# Goal of the exercise
Extend the passage on alanine scanning mutagenesis and membrane proteins, starting right after its final sentence.

# Passage provided
Alanine (Ala) scanning is a widely used mutagenesis approach in which residues in a target protein are systematically substituted for alanine at selected positions by site-directed mutagenesis, expressed, and assayed for function. Substitution with alanine residues eliminates side-chain interactions without altering main-chain conformation or introducing steric or electrostatic effects, so is often the preferred choice for testing the contribution of specific side-chains while preserving native protein structure.
However, because many target proteins are hundreds to thousands of amino acids long, individual alanine replacements across their entire length can be laborious and time-consuming, typically limiting functional analysis to a fraction of the protein’s complete sequence. Furthermore, structurally complex proteins often require eukaryotic machinery for native folding and post-translational modifications, so repeatedly expressing and assaying hundreds of mutations in human cells for each experiment is challenging.
Membrane proteins make up some of the largest and most structurally complex proteins, spanning the lipid bilayer up to dozens of times, forming oligomers, and often existing in multiple conformational states. The human proteome consists of >5,000 membrane proteins, including an estimated 901 GPCRs, 488 transporters, and 237 ion channels, which transmit key information to the interior of the cell and guide important cellular processes such as signaling, transport, and chemosensation.

[Records contained in a dataset]

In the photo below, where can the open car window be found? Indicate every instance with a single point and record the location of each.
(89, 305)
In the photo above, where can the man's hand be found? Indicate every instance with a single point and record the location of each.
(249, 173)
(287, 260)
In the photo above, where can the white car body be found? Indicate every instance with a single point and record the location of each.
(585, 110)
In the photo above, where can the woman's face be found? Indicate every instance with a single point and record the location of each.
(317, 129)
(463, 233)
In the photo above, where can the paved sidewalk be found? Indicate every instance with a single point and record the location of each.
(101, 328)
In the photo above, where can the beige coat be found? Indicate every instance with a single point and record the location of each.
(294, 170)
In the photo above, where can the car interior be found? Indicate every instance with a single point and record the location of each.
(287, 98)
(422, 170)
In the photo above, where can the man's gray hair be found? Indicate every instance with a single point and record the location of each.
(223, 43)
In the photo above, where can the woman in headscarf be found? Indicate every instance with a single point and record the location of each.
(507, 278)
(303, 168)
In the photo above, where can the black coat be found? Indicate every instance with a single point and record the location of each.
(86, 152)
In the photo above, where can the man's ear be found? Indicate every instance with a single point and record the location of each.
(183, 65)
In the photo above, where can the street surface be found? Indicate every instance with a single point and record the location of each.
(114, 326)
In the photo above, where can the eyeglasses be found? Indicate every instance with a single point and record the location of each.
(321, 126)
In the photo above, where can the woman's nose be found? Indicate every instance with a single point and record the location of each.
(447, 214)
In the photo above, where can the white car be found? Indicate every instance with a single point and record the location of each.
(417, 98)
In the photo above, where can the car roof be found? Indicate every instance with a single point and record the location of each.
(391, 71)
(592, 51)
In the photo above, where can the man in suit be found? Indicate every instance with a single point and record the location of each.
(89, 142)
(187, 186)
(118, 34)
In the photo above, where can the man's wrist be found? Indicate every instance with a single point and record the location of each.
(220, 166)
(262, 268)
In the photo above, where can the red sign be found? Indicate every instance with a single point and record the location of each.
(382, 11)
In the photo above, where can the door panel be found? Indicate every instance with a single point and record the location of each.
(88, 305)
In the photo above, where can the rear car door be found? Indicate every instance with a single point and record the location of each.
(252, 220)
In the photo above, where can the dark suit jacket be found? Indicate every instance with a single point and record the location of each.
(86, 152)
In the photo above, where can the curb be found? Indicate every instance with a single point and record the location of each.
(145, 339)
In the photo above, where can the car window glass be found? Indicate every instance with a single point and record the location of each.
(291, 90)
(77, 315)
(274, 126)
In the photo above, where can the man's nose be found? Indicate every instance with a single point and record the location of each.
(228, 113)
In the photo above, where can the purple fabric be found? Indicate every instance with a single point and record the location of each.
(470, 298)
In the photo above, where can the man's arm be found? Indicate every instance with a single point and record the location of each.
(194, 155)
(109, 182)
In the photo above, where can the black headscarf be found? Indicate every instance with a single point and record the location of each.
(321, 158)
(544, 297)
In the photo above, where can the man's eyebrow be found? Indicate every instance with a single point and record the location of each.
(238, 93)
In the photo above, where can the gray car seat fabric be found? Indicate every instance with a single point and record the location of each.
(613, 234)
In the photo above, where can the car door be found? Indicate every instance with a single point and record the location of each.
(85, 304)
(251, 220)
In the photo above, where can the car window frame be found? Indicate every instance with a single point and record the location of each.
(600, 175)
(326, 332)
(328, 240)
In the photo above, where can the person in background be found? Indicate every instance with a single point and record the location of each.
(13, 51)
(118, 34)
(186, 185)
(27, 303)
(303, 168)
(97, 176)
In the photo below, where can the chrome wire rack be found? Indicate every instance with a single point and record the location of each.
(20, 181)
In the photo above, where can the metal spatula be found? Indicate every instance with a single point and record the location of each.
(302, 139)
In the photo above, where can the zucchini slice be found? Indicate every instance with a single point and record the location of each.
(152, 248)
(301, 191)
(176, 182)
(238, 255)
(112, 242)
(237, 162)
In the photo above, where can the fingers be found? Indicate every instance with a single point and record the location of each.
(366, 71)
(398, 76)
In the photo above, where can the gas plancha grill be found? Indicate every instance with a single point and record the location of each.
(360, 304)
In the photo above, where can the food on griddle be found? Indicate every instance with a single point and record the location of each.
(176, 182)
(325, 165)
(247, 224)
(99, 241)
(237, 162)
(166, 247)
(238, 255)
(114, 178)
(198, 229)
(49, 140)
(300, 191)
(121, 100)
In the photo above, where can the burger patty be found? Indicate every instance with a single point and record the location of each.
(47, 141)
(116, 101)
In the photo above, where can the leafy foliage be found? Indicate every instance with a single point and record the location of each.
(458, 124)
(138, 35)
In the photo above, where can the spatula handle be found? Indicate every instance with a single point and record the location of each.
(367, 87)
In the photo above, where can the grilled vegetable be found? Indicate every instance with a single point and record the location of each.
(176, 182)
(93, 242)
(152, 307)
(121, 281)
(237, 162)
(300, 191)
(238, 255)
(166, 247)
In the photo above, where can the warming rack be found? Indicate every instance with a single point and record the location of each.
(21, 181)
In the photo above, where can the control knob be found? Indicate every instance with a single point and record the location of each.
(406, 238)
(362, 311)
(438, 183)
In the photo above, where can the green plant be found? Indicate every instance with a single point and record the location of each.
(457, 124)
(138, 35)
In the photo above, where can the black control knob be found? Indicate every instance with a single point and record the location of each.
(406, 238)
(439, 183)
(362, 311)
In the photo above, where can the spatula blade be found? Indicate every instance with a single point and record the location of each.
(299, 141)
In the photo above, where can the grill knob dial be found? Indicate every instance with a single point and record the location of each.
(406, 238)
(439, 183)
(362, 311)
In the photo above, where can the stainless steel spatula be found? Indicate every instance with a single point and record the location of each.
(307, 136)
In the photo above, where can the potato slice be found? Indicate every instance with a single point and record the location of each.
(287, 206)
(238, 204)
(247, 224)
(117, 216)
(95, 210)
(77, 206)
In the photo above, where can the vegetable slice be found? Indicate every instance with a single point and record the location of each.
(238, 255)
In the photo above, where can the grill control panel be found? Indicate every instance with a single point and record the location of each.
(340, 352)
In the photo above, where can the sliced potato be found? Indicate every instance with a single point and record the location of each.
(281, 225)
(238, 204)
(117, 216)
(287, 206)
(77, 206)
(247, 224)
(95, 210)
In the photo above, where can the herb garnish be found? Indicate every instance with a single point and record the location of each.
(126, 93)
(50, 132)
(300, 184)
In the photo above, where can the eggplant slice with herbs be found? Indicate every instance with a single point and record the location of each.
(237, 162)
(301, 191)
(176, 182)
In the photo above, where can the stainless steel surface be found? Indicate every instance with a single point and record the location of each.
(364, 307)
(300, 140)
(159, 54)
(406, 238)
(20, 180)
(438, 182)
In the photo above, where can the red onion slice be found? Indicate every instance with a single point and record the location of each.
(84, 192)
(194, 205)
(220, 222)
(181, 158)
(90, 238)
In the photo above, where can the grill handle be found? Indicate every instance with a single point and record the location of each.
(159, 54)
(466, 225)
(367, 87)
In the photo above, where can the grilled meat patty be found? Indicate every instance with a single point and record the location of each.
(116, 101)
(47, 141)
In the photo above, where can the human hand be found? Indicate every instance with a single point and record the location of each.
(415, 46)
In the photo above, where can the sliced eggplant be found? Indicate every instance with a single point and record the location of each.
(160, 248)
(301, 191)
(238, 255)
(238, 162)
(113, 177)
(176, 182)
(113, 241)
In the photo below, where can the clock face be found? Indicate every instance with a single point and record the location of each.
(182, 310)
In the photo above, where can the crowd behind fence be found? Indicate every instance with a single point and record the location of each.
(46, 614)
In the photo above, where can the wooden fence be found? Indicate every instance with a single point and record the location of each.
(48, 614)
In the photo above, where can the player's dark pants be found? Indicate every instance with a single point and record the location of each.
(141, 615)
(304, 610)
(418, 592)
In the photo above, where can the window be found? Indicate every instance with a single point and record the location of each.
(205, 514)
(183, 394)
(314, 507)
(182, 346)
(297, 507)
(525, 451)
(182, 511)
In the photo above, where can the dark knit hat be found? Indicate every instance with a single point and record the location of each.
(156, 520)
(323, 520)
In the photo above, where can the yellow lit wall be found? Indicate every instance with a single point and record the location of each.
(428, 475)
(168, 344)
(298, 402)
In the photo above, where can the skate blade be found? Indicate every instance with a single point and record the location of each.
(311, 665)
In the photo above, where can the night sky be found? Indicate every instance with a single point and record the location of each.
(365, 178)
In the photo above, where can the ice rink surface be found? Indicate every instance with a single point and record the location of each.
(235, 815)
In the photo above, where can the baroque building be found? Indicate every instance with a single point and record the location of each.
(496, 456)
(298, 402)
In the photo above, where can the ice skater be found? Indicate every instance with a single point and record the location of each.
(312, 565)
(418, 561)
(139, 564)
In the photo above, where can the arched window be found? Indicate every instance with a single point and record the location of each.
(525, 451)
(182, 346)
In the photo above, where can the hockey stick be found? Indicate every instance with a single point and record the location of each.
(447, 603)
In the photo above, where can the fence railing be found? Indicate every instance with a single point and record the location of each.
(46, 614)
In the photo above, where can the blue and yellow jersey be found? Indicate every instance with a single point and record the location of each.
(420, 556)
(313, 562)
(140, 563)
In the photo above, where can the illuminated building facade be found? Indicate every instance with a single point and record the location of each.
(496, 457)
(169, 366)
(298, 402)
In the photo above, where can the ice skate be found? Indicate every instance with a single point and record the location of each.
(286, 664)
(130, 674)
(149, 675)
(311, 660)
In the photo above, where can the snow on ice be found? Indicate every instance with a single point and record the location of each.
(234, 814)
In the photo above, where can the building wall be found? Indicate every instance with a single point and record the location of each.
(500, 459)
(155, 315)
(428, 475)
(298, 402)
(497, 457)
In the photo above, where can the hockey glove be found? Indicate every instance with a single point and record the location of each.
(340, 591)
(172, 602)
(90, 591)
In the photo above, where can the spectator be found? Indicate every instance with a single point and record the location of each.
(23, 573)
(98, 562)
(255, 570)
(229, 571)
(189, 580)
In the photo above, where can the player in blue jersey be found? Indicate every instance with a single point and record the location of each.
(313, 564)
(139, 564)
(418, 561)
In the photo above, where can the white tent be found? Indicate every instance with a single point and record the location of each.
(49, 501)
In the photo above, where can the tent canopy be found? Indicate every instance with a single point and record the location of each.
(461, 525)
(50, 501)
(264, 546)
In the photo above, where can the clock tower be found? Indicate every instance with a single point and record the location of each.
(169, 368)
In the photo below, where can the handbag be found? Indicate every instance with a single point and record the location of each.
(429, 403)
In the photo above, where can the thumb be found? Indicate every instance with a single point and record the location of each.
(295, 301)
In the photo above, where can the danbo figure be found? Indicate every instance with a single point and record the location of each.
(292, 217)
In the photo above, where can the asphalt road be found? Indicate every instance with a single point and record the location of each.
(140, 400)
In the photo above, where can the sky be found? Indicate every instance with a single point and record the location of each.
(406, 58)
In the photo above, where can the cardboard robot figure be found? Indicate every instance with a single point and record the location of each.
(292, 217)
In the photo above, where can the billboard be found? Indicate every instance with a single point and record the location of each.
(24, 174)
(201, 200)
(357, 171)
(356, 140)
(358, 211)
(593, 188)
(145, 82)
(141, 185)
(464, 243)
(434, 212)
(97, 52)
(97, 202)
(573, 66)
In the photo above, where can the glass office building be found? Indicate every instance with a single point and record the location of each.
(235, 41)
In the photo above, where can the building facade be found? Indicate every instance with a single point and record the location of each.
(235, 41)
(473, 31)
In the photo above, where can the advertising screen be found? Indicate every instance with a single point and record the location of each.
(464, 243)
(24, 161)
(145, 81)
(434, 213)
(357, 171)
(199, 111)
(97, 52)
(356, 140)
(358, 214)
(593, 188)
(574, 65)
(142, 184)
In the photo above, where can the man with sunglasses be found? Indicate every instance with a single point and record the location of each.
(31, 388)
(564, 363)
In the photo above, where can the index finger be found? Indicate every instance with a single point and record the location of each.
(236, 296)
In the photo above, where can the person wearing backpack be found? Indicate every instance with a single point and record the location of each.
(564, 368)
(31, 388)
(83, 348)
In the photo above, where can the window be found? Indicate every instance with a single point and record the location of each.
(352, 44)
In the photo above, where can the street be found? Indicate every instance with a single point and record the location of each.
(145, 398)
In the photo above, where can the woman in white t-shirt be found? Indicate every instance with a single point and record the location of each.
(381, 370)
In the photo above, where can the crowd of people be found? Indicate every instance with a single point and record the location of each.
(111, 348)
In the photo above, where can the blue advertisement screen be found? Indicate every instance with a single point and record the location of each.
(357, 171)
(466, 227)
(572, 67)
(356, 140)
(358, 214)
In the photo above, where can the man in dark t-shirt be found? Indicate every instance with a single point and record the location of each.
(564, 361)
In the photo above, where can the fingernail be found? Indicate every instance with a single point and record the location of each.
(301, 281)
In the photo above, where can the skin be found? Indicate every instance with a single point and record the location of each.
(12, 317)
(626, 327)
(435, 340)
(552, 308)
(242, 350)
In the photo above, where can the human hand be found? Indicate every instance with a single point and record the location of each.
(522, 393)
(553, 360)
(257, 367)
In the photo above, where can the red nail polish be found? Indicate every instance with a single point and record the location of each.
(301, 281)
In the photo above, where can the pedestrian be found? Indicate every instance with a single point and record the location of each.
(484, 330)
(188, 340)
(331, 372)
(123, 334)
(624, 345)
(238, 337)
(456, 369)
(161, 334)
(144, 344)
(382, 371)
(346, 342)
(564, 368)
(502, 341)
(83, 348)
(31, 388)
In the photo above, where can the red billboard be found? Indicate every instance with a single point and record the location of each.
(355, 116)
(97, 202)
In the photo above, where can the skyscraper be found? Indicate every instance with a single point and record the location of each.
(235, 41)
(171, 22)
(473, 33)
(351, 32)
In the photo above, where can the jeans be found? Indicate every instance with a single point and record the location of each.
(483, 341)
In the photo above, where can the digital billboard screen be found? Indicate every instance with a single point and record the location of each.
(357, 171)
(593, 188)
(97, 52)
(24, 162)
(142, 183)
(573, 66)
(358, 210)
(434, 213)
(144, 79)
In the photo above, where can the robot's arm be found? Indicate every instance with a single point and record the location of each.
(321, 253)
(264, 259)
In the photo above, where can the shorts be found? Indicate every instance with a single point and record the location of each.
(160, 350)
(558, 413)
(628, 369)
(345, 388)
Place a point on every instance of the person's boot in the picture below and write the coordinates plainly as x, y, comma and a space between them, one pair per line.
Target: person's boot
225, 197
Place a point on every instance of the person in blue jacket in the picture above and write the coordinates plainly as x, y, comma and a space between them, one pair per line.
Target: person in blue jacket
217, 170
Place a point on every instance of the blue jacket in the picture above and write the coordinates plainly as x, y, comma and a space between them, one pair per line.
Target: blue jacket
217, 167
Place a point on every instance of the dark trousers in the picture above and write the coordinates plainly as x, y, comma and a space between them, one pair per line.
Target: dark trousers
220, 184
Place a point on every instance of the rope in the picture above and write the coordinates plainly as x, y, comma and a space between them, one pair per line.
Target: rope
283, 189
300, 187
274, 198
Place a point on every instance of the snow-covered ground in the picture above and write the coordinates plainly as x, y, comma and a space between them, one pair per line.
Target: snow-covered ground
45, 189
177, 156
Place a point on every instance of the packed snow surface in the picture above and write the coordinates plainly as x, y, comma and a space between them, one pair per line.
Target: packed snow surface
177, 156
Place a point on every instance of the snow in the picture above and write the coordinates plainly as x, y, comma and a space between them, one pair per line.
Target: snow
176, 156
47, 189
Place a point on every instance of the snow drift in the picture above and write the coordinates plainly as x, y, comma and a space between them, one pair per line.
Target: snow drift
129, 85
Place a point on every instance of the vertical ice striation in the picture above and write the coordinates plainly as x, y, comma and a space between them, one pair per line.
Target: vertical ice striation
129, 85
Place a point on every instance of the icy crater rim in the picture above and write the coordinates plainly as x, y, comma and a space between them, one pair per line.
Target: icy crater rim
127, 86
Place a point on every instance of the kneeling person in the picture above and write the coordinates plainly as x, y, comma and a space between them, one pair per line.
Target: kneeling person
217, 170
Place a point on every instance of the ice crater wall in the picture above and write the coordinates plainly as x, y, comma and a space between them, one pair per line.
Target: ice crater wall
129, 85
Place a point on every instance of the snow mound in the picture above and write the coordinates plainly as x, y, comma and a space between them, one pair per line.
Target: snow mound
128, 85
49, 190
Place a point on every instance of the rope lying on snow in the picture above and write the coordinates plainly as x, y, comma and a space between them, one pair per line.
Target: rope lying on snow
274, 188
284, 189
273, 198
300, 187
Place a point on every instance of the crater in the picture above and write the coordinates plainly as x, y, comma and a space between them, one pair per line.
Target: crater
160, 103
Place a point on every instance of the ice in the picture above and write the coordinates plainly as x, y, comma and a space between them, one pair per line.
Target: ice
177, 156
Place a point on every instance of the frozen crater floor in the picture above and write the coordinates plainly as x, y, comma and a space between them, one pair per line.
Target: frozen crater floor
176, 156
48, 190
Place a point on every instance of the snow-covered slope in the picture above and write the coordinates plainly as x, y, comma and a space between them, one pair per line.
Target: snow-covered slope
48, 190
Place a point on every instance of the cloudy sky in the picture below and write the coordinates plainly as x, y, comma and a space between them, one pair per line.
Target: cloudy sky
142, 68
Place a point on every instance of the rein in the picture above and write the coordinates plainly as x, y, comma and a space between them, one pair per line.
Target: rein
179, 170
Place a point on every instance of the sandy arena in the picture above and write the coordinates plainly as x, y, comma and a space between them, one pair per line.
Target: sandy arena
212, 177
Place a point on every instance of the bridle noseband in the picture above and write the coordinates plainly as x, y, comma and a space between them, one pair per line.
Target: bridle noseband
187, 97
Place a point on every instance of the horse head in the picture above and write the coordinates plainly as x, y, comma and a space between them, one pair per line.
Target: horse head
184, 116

# Answer for the task
Their roles in regulating diverse biological processes, their involvement in human diseases, and their exposure on the cell surface has made membrane proteins the targets for >40% of pharmaceutical drugs. Recent high-resolution crystal structures for GPCRs, ion channels, and other structurally complex membrane proteins are beginning to offer new insights into how these proteins function.
Mutagenesis studies such as alanine scanning complement such structures by defining mechanisms of activation and coupling, interactions with ligands and monoclonal antibodies (mAbs), and engineered variants with desired properties.